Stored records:
▼▼▼

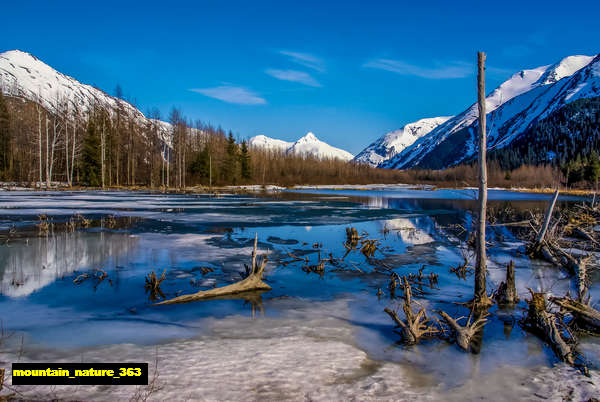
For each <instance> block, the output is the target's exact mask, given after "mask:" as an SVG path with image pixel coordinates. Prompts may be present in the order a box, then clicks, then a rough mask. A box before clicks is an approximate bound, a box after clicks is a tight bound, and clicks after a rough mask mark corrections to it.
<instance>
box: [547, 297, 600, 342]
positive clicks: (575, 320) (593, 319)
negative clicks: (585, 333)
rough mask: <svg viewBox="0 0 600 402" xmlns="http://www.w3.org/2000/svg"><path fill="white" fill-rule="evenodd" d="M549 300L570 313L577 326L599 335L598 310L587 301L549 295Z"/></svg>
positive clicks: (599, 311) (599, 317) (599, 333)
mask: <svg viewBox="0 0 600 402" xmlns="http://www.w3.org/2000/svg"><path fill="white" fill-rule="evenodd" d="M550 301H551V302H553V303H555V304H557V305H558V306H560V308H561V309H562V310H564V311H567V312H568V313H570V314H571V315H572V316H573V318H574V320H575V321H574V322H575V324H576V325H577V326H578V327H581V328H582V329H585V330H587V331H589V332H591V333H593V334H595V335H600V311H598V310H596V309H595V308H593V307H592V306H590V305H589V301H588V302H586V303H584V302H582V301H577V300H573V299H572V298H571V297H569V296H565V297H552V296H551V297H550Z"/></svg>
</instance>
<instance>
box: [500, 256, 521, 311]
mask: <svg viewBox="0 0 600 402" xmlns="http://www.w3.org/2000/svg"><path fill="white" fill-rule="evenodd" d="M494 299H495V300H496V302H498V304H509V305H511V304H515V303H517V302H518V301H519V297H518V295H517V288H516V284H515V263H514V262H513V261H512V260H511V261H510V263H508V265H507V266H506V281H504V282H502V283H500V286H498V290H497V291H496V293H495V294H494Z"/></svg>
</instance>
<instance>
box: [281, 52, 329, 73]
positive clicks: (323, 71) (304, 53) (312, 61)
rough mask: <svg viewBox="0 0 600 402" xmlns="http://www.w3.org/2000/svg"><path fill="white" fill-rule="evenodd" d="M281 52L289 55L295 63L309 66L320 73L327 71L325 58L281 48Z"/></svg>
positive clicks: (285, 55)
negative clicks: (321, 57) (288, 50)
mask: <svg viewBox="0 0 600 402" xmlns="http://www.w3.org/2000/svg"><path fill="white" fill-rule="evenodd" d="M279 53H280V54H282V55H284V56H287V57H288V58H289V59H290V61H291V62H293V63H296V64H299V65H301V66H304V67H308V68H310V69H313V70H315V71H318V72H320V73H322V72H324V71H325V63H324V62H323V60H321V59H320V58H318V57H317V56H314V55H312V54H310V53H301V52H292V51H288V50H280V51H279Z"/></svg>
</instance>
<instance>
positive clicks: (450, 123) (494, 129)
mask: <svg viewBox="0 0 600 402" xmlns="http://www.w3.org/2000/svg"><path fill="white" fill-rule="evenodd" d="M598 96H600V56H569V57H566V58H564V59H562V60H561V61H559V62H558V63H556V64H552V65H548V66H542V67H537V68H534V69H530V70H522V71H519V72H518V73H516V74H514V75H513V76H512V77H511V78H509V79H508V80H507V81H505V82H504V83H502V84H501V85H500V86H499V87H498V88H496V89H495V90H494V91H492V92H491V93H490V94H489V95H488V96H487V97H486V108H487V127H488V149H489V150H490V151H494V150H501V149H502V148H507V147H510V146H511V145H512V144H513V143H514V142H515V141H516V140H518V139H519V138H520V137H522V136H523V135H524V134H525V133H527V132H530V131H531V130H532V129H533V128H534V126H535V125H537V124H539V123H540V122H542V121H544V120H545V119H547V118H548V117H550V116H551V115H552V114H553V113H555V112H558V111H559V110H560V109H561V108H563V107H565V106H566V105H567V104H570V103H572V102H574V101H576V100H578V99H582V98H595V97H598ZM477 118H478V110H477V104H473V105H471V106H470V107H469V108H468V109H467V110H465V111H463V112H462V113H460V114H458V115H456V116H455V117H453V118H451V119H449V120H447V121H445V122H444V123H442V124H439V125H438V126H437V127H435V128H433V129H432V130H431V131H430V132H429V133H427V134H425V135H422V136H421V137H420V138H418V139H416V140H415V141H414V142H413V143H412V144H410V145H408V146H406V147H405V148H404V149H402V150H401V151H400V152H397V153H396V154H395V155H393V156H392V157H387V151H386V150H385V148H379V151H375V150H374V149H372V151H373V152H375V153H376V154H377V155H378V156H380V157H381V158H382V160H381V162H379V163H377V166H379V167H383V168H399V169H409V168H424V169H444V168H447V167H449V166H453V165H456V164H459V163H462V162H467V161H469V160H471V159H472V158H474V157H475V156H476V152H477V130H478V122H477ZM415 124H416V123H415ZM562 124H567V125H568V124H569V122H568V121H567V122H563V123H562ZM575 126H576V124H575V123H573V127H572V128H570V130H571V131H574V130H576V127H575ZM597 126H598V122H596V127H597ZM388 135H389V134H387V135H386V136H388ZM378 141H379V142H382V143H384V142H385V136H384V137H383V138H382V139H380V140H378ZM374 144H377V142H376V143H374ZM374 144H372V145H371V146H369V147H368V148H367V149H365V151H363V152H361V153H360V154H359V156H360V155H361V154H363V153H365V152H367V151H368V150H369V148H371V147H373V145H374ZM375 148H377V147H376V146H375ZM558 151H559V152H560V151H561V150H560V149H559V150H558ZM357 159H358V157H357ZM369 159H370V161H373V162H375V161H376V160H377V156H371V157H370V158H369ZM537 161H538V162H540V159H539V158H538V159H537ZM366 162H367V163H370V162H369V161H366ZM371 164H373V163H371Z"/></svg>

▲▲▲

- [Exercise instructions]: Among the entries, find every line holding "rough" and return it.

- [Worked solution]:
For each <instance> block, the output is the target's exact mask, given after "mask:" as an SVG path with image pixel coordinates. Prompts may be present in the order a box, then clicks, then a rough mask. A box before clicks is an approximate bound, a box after clicks is a tight bound, and clicks after a rough mask mark corrections to it.
rough mask: <svg viewBox="0 0 600 402" xmlns="http://www.w3.org/2000/svg"><path fill="white" fill-rule="evenodd" d="M549 300L570 313L577 326L599 335L598 310L587 301L549 295Z"/></svg>
rough mask: <svg viewBox="0 0 600 402" xmlns="http://www.w3.org/2000/svg"><path fill="white" fill-rule="evenodd" d="M281 52L289 55L295 63L309 66L320 73L327 71L325 58L281 48Z"/></svg>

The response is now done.